Study text =
# # #
UK ports on course for worst year since 1983


UK ports are on course for their worst year since 1983 after declining North Sea oil production and Brexit put a large dent in cargo volumes.

Goods handled at the nation’s ports are expected to hit a nadir of about 408m tonnes this year, down 13.5 per cent on 2019, according to research by Drewry Maritime Advisors commissioned by the UK Major Ports Group.

Demand for consumer goods and some other categories such as building materials have bounced back quickly after the first lockdown in 2020, which together with the global disruption to supply chains has caused some congestion at UK ports.

However, the UK ports have suffered from a significant decline in oil production, which plays an important role in UK trade and accounts for around a third of port volumes.

Oil production at certain North Sea sites was disrupted due to a drop in demand for energy as people travelled less because of the coronavirus pandemic.

The end of the Brexit transition period at the start of this year also contributed to the decline as the volume of accompanied roll-on, roll-off cargo — which includes a range of consumer and trade goods — sharply dropped because of new border controls and the driver shortage.

Tim Morris, chief executive of the UK Major Ports Group, a trade body for the largest operators, said that it had been a “challenging year” and that the “shocks of the pandemic have compounded long term structural change such as the shift from oil and the impact of decarbonisation on the UK economy.”

Line chart of Annual cargo volumes ('000 tonnes) showing UK port volumes sink to lowest level since 1983

Although volumes will begin to recover this year they are not expected to reach pre-pandemic levels until 2026 because of the continuing slide in demand for oil and gas products as the UK advances decarbonisation plans.
# # #
[Excerpts from a dataset]

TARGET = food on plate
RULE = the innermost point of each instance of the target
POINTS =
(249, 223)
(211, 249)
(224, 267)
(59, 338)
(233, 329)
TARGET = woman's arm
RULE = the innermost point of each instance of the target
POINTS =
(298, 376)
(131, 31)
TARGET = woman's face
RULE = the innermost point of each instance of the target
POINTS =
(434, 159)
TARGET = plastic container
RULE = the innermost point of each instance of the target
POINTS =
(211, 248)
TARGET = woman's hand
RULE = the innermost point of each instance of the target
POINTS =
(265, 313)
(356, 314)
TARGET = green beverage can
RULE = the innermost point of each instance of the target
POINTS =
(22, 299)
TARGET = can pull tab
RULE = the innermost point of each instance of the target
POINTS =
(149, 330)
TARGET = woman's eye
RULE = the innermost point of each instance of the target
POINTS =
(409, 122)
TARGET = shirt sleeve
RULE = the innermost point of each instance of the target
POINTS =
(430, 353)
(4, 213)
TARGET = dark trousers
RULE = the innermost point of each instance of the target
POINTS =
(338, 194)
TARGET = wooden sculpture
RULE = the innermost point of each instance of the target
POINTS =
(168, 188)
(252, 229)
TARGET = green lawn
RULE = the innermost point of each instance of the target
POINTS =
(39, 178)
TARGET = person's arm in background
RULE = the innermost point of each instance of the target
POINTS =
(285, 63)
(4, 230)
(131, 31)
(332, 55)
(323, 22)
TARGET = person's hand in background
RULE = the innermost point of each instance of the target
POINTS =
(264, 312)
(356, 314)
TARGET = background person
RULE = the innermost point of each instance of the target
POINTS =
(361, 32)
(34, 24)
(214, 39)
# # #
Could you carry the UK ports article further, picking up after its last paragraph?

The release of data showing the decline in oil handled by UK ports follows Royal Dutch Shell’s withdrawal last week from the controversial Cambo project in the North Sea amid fierce debate over the need to bolster energy security by investing in domestic fossil fuel production.

UK oil demand has been in decline since around 2005 because of the shift in the energy system to renewable power. That has led to a long-term decline in liquid bulk volumes passing through ports in Scotland that receive North Sea supplies and others near refineries such as Southampton and Immingham.

The decline in volumes comes as ports in the UK, mostly owned by the private sector, need to invest in infrastructure such as electric chargers to decarbonise shipping. Operators say government support is needed to make those investments a reality.

The bright spots in the years ahead are for ports serving containerised freight, helped by the surge in demand for consumer goods from Asia and so-called break bulk goods such as steel and other materials used in construction, the report said.

Morris said that ports have been investing and developing their businesses in higher growth categories like containers and unaccompanied trailers, as well as alternative revenue streams that depend less on high volumes such as logistics, warehousing and green energy, including manufacturing for wind farms, for example.